_DOCUMENT TEXT_
▶
Community
Participate
Working Groups
In profiling start up load-time weaving of 4 Web apps in Tomcat, I see 8% of total CPU time spent weaving (a total of 1000 ms out of 13000) spent in CompilationAndWeavingContext.enteringPhase and CompilationAndWeavingContext.leavingPhase. Almost all of it comes from calls in BcelClassWeaver.match(BcelShadow, List) It looks to me this overhead could be cut a fair bit by having a strategy to use a ThreadLocal for 1.2 and later. I also think the code could be optimized by preallocating arrays and just setting values and an offset (in the per thread data structure). Is there a reasonable limit on context stack depth? Also, is the code thread safe? It looks to me like two threads could call getContextStack at the same time, resulting in a concurrent modification exception (if one is adding a new thread for the first time while the other is trying to read) I will attach a snapshot of profiling data from BcelClassWeaver.match that highlights the time spent in this section...
Created attachment 31709 [details] HTML export of profiling data, showing the times spent in different parts of CompilationAndWeavingContext
The JavaDoc comments say that this class can't use ThreadLocal, but ThreadLocal has been in Java since 1.2. E.g., http://java.sun.com/j2se/1.3/docs/api/java/lang/ThreadLocal.html Or is the concern that ThreadLocal is too inefficient before Java 1.4? I'd advocate just using ThreadLocal to ensure thread safety and as a first optimization here. I think there is room for more improvement too. I'd be glad to submit a patch, but I'd like some feedback on this first.
I did a quick test and using a thread local with an array of formatters cuts the overhead by 1/3, and should be thr ead safe. It looks like using arrays and avoiding object allocations would further optimize this...
CompilationAndWeavingContext is a timesink for all forms of weaving - Adrian recently changed it to only manage stacks per thread when LTW which helped my command line compilation case a little. I'm still not sure the cost outways the benefit - I'd be tempted to make the use of this conditional on running the system in debug mode, at least for the very very expensive calls (like the one made for every shadow). We should decide for 1.5.1
much of the this area has changed in the last few months. Capturing low level context (the many 'match' events that occur) is now conditional (defaulting to OFF) and we recognize when not in a multi threaded environment and avoid using thread maps. Do you still see this as an overhead Ron?
no reply - presume OK now
◀
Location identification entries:
▶
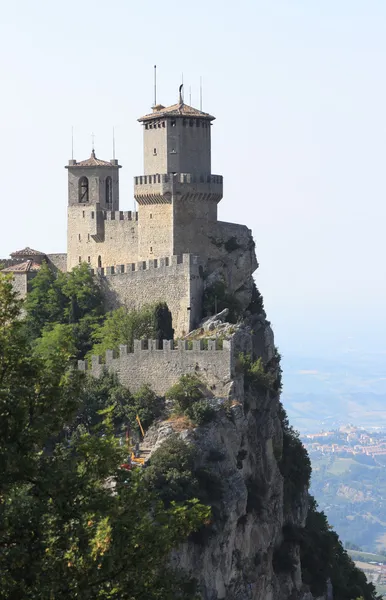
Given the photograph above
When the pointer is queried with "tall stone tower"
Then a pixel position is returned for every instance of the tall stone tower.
(93, 188)
(177, 196)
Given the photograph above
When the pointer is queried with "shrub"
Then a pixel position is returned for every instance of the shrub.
(186, 391)
(256, 306)
(255, 374)
(216, 298)
(200, 412)
(152, 321)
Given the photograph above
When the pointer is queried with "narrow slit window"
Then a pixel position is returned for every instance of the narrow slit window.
(83, 189)
(109, 190)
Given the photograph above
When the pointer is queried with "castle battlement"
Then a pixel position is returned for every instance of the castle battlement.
(154, 189)
(161, 368)
(178, 178)
(120, 215)
(148, 265)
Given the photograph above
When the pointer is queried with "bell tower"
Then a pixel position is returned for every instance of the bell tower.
(93, 181)
(93, 193)
(177, 195)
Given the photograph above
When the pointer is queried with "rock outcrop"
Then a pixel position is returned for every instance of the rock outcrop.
(234, 558)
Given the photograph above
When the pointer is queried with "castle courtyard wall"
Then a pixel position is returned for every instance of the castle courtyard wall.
(176, 280)
(160, 369)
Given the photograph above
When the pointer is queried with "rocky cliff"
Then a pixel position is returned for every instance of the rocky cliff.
(238, 556)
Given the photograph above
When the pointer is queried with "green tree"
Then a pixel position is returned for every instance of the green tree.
(45, 303)
(63, 532)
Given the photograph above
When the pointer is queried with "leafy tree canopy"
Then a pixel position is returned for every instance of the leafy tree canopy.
(63, 532)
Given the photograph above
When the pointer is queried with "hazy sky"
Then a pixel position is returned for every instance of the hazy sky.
(298, 89)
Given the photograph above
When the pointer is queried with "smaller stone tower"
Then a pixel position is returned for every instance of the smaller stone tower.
(93, 192)
(93, 181)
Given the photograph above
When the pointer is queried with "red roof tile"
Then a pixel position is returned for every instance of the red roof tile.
(25, 267)
(176, 110)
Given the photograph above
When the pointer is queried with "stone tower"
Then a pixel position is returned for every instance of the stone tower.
(177, 196)
(93, 188)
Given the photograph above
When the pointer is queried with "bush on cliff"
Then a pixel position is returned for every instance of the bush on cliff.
(63, 533)
(188, 398)
(173, 475)
(294, 463)
(216, 298)
(323, 557)
(71, 299)
(255, 373)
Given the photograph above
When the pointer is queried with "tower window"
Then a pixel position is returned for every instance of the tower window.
(83, 189)
(109, 190)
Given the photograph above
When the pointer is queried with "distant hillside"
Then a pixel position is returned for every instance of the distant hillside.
(331, 391)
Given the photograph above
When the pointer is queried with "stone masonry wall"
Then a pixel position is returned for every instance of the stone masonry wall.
(161, 369)
(59, 261)
(93, 233)
(176, 280)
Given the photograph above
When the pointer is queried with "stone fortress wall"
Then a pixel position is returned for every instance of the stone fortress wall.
(161, 368)
(101, 237)
(176, 280)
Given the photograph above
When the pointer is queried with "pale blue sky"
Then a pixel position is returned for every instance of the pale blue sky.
(298, 89)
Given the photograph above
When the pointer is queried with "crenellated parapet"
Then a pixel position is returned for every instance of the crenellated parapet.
(148, 265)
(161, 189)
(176, 280)
(120, 215)
(160, 368)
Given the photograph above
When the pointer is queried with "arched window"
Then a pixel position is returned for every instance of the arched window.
(83, 189)
(109, 190)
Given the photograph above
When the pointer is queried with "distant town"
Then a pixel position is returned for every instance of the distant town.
(349, 441)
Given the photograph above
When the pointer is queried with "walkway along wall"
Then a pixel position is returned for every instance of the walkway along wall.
(161, 369)
(176, 280)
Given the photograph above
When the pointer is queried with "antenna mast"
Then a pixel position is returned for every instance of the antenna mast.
(155, 85)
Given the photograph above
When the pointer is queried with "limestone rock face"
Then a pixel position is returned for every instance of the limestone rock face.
(233, 262)
(233, 558)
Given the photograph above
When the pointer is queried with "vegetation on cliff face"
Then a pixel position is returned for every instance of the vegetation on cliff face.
(65, 315)
(63, 533)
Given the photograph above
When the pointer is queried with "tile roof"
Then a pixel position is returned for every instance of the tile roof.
(176, 110)
(93, 161)
(27, 252)
(25, 267)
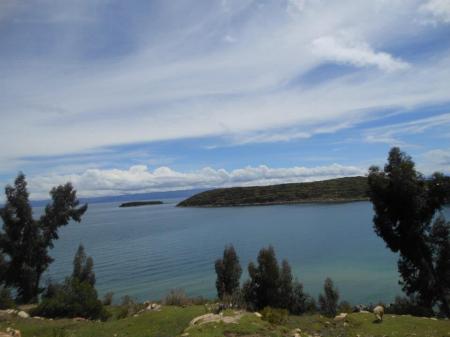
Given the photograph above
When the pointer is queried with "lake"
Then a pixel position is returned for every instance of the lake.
(146, 251)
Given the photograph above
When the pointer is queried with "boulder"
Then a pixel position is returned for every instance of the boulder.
(13, 332)
(23, 314)
(341, 317)
(378, 311)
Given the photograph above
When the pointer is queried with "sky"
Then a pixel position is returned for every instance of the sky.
(138, 96)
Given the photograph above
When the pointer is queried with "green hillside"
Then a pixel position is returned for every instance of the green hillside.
(333, 190)
(175, 321)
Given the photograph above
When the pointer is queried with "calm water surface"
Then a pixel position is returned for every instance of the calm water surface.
(146, 251)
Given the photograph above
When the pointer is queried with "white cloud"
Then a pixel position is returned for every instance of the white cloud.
(435, 160)
(171, 82)
(438, 9)
(392, 134)
(346, 50)
(138, 179)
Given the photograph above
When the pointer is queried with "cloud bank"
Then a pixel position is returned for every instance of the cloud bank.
(139, 179)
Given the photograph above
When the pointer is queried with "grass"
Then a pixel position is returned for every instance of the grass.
(333, 190)
(174, 321)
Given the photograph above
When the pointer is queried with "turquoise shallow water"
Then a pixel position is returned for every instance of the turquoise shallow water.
(146, 251)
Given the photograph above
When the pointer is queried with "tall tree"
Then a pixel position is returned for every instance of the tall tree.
(405, 205)
(328, 301)
(228, 270)
(83, 267)
(285, 297)
(263, 287)
(24, 242)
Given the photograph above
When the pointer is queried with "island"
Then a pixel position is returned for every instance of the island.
(140, 203)
(333, 190)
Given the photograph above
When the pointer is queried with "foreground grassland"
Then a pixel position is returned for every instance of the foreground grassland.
(174, 321)
(333, 190)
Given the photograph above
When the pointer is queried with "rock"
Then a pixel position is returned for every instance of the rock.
(13, 332)
(341, 317)
(23, 314)
(378, 311)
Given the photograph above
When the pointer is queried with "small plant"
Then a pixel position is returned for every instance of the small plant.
(6, 300)
(345, 307)
(59, 332)
(176, 297)
(107, 299)
(328, 301)
(274, 316)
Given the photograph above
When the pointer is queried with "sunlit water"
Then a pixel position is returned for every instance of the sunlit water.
(146, 251)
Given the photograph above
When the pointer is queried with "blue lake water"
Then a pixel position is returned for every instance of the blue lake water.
(146, 251)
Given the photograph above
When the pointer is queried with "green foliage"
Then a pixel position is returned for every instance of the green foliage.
(228, 272)
(263, 288)
(24, 242)
(408, 306)
(83, 267)
(6, 299)
(108, 298)
(129, 307)
(341, 189)
(345, 307)
(72, 299)
(176, 297)
(274, 316)
(405, 205)
(273, 286)
(328, 301)
(301, 302)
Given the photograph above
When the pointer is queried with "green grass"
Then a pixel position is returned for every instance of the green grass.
(174, 321)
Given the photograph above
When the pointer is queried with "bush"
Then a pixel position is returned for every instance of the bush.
(129, 307)
(274, 316)
(107, 299)
(345, 307)
(72, 299)
(408, 306)
(329, 299)
(6, 300)
(176, 297)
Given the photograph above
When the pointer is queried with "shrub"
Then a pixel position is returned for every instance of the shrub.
(408, 306)
(274, 316)
(176, 297)
(6, 300)
(345, 307)
(107, 299)
(129, 307)
(72, 299)
(329, 299)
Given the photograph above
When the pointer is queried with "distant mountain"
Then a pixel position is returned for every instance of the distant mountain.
(132, 197)
(332, 190)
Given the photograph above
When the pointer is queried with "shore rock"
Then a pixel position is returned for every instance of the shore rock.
(378, 311)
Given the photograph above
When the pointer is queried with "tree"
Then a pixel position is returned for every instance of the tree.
(328, 301)
(301, 302)
(263, 288)
(76, 297)
(83, 267)
(24, 242)
(285, 297)
(228, 272)
(405, 205)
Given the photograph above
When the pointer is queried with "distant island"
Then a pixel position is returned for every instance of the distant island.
(333, 190)
(140, 203)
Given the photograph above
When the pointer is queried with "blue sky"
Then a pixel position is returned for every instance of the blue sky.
(138, 96)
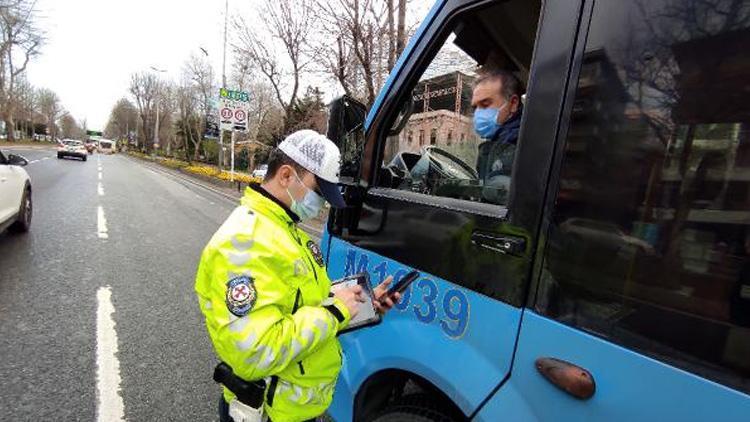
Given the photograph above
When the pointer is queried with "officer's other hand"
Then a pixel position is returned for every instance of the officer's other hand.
(384, 301)
(352, 297)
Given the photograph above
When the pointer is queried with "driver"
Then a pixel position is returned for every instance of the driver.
(497, 118)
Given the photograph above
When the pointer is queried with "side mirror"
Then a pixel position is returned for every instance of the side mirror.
(17, 160)
(346, 122)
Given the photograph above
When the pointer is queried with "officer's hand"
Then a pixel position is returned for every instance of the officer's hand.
(384, 302)
(352, 297)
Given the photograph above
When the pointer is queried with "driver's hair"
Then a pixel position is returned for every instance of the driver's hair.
(510, 85)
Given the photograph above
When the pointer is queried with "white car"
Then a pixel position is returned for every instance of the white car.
(72, 148)
(15, 194)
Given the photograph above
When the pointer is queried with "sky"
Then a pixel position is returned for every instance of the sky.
(93, 46)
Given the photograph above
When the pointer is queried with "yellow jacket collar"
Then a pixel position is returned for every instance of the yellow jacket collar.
◀
_THE REQUEST_
Copy the bug discussion starting at "Created attachment 31709" and ending at "on this first.", changing "patch" to "fix".

_WRITTEN RESPONSE_
Created attachment 31709 [details] HTML export of profiling data, showing the times spent in different parts of CompilationAndWeavingContext
The JavaDoc comments say that this class can't use ThreadLocal, but ThreadLocal has been in Java since 1.2. E.g., http://java.sun.com/j2se/1.3/docs/api/java/lang/ThreadLocal.html Or is the concern that ThreadLocal is too inefficient before Java 1.4? I'd advocate just using ThreadLocal to ensure thread safety and as a first optimization here. I think there is room for more improvement too. I'd be glad to submit a fix, but I'd like some feedback on this first.